SUPPLIED PASSAGE |
JUSTIN WELBY: I don’t want the people I love – or anyone – to choose to die because they feel they’re a burden
Last year my mum died of cancer, at the great age of 93. A few weeks before, she said to me: ‘I must be such a burden. Wouldn’t it be better if I just went?’
I told her: ‘Mum, we love you, every day with you is a gift; you are NOT a burden. And we are thanking you for all you give us.’
I’m sure I’m not the only one to have had this conversation, and to worry what such thoughts would mean if assisted suicide became an option in Britain.
Though our society might be divided over the question of assisted suicide, we all want the same thing for those who are suffering: dignity and compassion.
Compassion for those with chronic illness or in deep distress – and dignity for our loved ones and ourselves.
As a clergyman, I’ve been at the bedside of parishioners in their final months and days, whether in hospitals, hospices or at home, for 30 years. To see them in pain is truly heartbreaking.
I know that a desire to help is what is behind Kim Leadbeater MP’s proposed law to legalise assisted suicide – it comes from a position of compassion.
But I can’t help but worry.

EXCERPTED DATA |
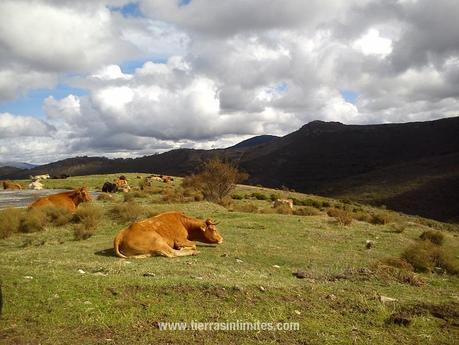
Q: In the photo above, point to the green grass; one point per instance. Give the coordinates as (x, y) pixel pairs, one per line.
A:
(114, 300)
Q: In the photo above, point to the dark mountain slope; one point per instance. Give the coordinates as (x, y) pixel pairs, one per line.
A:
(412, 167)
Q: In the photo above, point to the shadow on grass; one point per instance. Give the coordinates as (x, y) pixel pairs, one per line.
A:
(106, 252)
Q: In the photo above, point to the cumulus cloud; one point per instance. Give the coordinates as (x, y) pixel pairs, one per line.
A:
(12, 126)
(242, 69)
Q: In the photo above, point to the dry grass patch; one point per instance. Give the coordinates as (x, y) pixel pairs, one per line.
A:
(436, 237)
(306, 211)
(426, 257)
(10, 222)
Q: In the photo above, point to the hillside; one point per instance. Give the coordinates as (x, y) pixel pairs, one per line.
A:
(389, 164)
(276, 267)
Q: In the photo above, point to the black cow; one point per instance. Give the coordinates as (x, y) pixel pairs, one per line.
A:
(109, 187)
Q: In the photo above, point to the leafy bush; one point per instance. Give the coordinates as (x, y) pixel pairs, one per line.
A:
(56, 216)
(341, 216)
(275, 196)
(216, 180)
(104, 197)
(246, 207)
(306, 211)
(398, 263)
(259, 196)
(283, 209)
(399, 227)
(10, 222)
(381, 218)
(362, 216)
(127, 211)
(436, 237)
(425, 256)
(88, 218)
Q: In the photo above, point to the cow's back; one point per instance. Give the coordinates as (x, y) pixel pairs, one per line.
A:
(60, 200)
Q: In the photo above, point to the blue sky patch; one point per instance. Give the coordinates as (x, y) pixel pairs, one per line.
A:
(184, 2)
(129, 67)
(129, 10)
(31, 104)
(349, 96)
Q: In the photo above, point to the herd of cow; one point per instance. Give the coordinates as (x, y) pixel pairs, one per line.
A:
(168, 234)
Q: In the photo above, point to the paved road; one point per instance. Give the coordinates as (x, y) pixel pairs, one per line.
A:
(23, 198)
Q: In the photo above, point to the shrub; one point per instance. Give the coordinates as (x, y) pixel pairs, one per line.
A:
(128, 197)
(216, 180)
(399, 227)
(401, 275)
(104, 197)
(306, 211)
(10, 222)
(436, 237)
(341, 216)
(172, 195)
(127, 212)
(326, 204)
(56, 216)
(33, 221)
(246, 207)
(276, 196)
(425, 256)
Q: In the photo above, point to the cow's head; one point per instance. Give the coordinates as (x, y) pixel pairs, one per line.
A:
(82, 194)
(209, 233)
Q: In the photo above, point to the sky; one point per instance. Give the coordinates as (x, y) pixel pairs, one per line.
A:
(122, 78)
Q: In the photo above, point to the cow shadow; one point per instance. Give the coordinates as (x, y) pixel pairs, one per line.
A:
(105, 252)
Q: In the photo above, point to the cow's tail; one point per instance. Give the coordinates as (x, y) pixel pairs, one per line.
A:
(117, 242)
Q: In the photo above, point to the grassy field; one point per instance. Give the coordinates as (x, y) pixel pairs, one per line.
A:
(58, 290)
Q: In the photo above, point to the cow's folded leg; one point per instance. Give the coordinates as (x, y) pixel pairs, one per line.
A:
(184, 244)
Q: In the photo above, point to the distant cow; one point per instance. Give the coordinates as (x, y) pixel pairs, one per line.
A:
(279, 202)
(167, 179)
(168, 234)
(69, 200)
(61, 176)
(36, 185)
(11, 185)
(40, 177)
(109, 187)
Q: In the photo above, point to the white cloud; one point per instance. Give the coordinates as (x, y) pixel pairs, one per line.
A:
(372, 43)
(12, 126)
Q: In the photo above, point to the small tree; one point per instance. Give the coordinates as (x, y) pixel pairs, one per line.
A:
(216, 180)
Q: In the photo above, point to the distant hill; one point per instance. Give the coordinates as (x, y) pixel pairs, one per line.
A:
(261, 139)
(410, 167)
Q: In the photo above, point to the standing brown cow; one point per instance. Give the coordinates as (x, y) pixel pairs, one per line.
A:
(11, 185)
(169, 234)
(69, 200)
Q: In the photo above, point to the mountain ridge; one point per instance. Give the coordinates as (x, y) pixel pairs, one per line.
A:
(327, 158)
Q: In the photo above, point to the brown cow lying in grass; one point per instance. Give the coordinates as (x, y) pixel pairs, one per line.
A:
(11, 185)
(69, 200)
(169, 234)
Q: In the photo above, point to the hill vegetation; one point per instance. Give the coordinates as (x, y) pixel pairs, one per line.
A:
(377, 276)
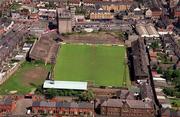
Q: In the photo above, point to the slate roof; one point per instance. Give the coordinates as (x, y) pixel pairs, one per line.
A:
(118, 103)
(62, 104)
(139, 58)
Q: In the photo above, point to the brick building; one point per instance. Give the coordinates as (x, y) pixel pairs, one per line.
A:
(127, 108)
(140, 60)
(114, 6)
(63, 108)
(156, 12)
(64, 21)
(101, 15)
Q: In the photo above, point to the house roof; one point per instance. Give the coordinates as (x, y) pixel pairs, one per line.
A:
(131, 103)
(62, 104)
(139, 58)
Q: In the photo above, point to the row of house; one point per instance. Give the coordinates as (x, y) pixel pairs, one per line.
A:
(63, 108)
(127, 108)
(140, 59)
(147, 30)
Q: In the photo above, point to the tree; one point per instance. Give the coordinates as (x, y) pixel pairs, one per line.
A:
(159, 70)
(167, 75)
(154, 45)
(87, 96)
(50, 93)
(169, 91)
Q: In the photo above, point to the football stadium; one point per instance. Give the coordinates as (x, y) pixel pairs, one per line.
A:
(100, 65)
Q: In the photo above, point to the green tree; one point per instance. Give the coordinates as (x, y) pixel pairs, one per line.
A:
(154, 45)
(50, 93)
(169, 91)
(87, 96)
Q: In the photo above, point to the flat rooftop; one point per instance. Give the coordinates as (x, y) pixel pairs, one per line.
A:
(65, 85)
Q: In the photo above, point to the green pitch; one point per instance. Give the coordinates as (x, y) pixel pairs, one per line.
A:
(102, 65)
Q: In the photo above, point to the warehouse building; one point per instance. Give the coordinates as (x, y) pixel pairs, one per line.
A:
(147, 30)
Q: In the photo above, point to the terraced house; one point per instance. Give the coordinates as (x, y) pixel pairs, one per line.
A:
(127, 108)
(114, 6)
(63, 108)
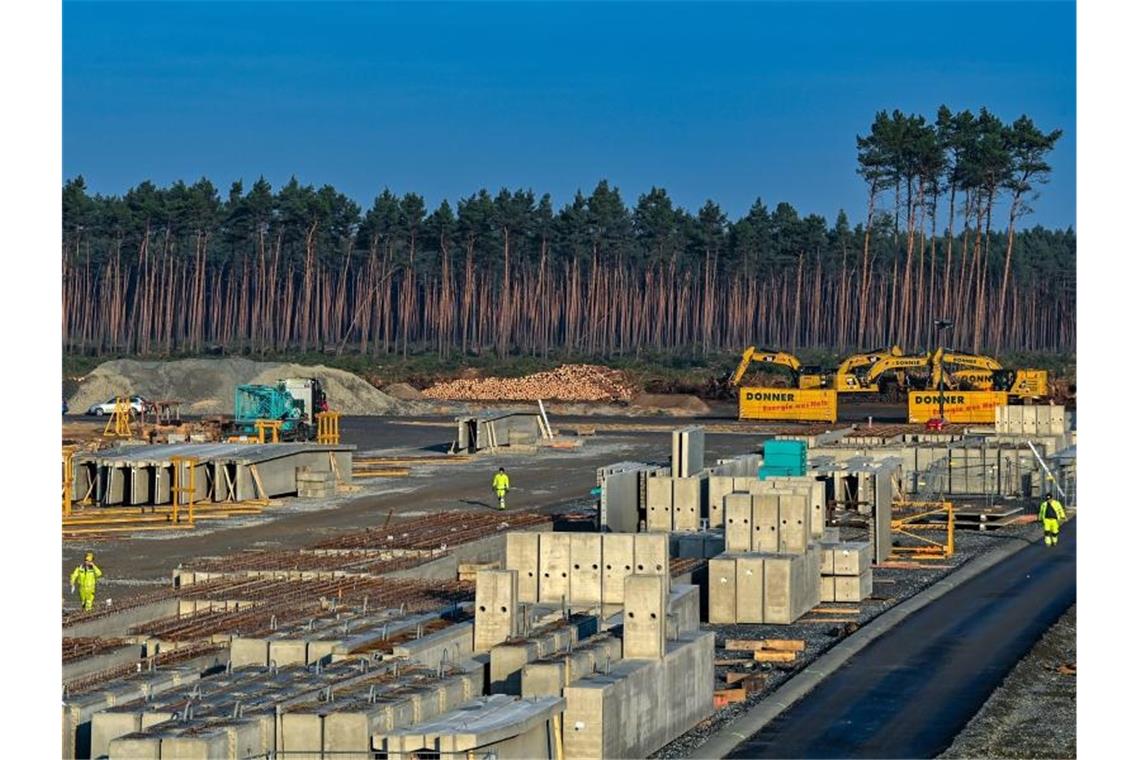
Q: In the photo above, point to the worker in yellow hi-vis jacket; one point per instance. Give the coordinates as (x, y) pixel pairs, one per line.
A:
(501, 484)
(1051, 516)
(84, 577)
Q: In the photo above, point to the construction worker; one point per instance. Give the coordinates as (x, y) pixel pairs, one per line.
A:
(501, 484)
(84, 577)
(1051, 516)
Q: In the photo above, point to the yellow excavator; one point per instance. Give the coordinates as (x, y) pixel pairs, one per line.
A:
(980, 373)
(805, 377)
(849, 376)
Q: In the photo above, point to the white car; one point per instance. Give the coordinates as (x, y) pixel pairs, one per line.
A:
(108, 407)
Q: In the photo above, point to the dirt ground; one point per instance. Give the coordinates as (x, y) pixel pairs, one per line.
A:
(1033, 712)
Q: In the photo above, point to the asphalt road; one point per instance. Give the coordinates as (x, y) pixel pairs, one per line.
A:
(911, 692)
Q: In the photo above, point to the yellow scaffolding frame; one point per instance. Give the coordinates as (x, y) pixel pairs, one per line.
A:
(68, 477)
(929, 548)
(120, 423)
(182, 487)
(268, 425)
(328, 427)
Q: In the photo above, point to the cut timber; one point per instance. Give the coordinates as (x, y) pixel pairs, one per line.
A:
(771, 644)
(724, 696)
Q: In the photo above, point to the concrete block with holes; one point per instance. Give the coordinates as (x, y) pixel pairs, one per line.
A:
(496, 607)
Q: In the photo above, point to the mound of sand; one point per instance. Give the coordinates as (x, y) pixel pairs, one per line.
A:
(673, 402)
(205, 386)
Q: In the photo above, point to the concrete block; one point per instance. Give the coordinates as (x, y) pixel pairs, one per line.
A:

WHAT YOU WILL DO | Continue the opinion piece on assisted suicide from where it stops.

RESPONSE |
I worry that even the best intentions can lead to unintended consequences, and that the desire to help our neighbour could open the door to yet more pain and suffering for those we are trying to help.
No matter how many safeguards we put in place, we can never be sure that assisted suicide will be safe from abuse.
We know, for example, that older people are often mistreated in our society. According to the charity Hourglass, which works to protect the elderly, some 2.7million UK citizens over 65 are thought to have been abused – physically, emotionally, financially or sexually. We cannot pretend that some people’s decisions around dying would be unaffected by this.
The same is true for other vulnerable people: those with disabilities, those with mental health issues, those in coercive and controlling relationships.
But even where there is no abuse, the pressure to end one’s life early could be intense and inescapable if the law were changed.
The legalisation of assisted suicide may introduce structural incentives to our health system – incentives that could have disastrous consequences. In these circumstances, the right to end your life could all too easily – and accidentally – turn into a duty to do so.
We have to recognise that people who are dying, people just like my mum, often feel like a burden on their family, on their friends, on the NHS.
In Oregon, where assisted suicide was legalised in 1997, almost half of people who opt for such a death say that the fear of being a burden is a factor in their decision.
Changing the law would not simply provide a choice to end one’s life for those that want it – the choice to either end your life, or live on, would be forced on everyone.
I don’t want the people I love – or anyone, for that matter – to be made to feel a burden in their final months on earth.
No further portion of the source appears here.